* [ABOUT THIS TASK]:
In the data below, which lines contain "large"? List them by copying each one.

▬▬▬▬▬▬▬▬▬▬

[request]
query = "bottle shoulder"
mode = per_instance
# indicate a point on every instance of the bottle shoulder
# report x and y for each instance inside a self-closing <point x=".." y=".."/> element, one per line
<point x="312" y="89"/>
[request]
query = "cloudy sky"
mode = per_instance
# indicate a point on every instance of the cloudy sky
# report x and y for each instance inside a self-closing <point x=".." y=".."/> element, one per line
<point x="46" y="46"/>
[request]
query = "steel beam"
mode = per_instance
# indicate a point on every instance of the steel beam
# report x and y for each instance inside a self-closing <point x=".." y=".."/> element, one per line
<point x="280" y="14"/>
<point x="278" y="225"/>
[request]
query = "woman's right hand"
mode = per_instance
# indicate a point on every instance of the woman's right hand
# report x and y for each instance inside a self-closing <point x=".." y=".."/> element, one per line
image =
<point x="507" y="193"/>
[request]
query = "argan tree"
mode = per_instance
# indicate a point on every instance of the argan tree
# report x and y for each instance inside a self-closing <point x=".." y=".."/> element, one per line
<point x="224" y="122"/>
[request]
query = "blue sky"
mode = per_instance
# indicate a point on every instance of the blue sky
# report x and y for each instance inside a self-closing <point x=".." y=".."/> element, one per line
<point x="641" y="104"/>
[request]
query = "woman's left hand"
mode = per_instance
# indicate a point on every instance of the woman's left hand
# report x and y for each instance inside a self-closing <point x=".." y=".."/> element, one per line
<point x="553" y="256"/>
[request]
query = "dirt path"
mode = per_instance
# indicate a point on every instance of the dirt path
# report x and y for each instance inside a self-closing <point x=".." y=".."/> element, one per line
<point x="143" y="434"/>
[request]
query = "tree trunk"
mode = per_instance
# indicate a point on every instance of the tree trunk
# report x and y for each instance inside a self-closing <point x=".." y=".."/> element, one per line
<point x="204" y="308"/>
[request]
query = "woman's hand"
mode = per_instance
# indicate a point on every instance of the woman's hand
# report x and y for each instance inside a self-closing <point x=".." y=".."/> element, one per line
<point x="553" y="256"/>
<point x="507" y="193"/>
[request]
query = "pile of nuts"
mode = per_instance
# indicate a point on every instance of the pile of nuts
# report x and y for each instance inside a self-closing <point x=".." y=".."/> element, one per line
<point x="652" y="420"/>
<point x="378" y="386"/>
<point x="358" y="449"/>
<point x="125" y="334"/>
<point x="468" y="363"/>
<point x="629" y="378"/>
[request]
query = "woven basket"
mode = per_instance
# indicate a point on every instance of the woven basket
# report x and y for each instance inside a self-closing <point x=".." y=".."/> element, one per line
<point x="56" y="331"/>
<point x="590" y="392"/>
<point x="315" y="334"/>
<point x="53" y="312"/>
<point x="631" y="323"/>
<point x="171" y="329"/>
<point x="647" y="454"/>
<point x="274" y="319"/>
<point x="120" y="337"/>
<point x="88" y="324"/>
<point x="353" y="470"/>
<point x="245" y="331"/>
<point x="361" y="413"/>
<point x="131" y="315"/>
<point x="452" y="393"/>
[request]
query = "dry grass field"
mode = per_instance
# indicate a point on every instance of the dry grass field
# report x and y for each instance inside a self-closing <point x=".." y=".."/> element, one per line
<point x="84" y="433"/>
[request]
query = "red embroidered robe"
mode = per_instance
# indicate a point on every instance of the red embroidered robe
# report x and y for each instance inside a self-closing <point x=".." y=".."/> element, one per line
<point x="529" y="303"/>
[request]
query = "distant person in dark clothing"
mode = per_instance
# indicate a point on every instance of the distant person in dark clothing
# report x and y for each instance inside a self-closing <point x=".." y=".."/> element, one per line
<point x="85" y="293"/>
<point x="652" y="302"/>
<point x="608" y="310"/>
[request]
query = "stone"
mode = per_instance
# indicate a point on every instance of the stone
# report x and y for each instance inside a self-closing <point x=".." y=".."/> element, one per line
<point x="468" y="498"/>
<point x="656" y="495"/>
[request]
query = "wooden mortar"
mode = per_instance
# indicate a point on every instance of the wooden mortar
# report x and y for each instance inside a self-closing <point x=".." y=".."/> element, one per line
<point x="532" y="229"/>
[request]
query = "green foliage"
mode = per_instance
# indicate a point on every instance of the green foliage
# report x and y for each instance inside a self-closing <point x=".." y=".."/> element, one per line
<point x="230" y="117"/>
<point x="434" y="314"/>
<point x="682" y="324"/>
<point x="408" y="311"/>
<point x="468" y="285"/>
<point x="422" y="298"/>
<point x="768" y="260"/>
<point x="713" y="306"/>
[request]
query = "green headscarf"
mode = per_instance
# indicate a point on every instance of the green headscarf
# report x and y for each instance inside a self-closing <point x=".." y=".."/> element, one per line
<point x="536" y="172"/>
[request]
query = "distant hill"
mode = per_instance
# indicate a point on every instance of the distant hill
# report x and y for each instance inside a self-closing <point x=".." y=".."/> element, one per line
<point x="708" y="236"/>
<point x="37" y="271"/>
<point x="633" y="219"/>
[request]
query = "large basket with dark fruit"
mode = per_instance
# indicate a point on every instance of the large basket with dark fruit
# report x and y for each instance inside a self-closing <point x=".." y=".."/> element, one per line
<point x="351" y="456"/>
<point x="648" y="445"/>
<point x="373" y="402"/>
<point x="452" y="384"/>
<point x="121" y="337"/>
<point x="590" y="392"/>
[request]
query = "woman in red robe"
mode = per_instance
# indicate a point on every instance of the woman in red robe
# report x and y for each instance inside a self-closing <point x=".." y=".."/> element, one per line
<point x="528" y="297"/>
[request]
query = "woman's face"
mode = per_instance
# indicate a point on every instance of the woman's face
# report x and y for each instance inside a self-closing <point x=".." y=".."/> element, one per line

▬▬▬▬▬▬▬▬▬▬

* [YOUR RESPONSE]:
query = "large basket with dark fruit"
# indicate a point on every instance of the large basket with dark fruit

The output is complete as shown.